======== PAGE EXTRACT ========

Reviews: Code Generation as a Dual Task of Code Summarization

There idea of leveraging duality has been applied in other contexts, but never in the context of CS/CG. The related work seems to imply (but I wasn't 100% sure if this was the claim) that even in the context of these other domains, the dual constraint on attention weights was new. Is that correct? The idea in the paper is original and is well explained. The improvements over the baselines seem small but real. One aspect of the evaluation that I did not like is that it dismisses approaches that take additional inputs, such as grammars. If the addition of grammars leads to a substantial performance boost, then this work is comparing against a sub-standard baseline, and given that grammars already exist for all the languages tested, requiring a grammar does not seem like a significant extra burden on the user. Post rebuttal: So if I understand correctly from your rebuttal, you are making two arguments regarding the comparison with techniques that use grammars: a) your tool is already competitive with tools that use grammars (at least based on that one experiment reported in the rebuttal), and b) Your technique has a lot of room for improvement by using grammars, since a large fraction of what you produce is not valid code. I think these are important points to make in the paper, and adding the data from the rebuttal into the paper (or at least the supplement) would strengthen it considerably.

======== EXTRACTED RECORDS ========

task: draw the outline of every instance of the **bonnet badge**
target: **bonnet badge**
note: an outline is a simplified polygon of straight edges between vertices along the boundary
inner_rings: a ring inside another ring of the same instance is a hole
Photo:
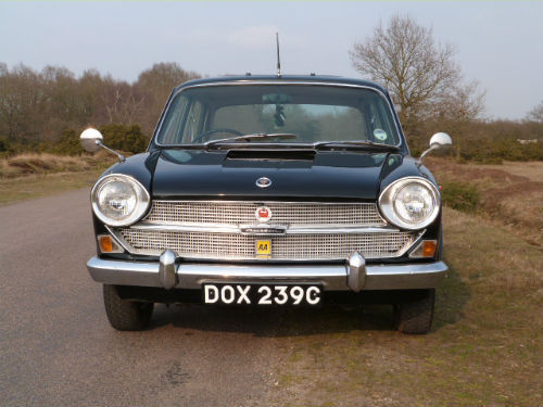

========
======== EXTRACTED RECORDS ========

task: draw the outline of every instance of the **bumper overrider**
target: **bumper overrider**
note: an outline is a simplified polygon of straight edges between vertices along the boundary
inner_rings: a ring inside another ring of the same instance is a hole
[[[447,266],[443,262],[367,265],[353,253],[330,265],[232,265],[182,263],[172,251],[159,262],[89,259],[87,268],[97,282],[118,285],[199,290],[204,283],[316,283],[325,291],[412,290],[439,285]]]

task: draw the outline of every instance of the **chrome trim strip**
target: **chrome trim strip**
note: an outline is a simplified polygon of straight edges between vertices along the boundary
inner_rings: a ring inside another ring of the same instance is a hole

========

## REQUIREMENT 1:
Decide whether each statement agrees with the review of the code generation paper. Give yes or no for each, quoting the deciding words of the review.
(a) The reviewer judges the improvements over the baselines to be large.
(b) The reviewer objects that the evaluation dismisses approaches that take additional inputs such as grammars.
(c) The reviewer says grammars exist for only some of the languages tested.
## REQUIREMENT 2:
Answer these questions from the review of the code generation paper:
(a) How does the reviewer describe the idea in the paper?
(b) In the post-rebuttal summary, what does the second argument say a large fraction of the tool's output is?
(c) Where does the reviewer suggest adding the data from the rebuttal?
## REQUIREMENT 3:
Resume the review of the code generation paper after its final sentence.

## FINAL RESULT 1:
(a) No: "The improvements over the baselines seem small but real."
(b) Yes: "One aspect of the evaluation that I did not like is that it dismisses approaches that take additional inputs, such as grammars."
(c) No: "given that grammars already exist for all the languages tested"

## FINAL RESULT 2:
(a) Original and well explained.
(b) Not valid code.
(c) Into the paper, or at least the supplement.

## FINAL RESULT 3:
Reviewer 2

This paper proposes to train simultaneously two models one for code generation and one for code summarization. The main observation is that these two tasks are dual and they can be constrained when trained simultaneously to take advantage of the duality. The constraints are related to the probability correlation and the symmetry of the attention of the two models. The models are based on traditional Seq2Seq models. The probabilistic correlation of the two models is used to define a regularization term, while the symmetry of the two tasks are reflected in regularization terms based on the attention weights matrices. The paper compares this approach with state-of-the-art approaches for two different datasets (Java and Python) and show improvements in the 1-2% ranges for scores such as bleu, meteor and rouge. While the duality observation is interesting, the improvement in performance is limited. The ablation studies in the paper show that each constraint based on the two dualities brings a tad bit of performance improvement. The paper is well written and straightforward to follow (some suggestions for improvement below). =============== UPDATE: Dual-task training for CS/CG is neat and in the light of the clarifications in the authors' feedback, I'm increasing my score 6->7. Could you please include in the paper the following (from the authors' feedback): the discussion on grammars as additional input, the results on valid code, the clarification on how the language model is used, how the warm state for the two models is achieved, the diagram with the architecture. I think all these clarifications will increase the quality of the paper.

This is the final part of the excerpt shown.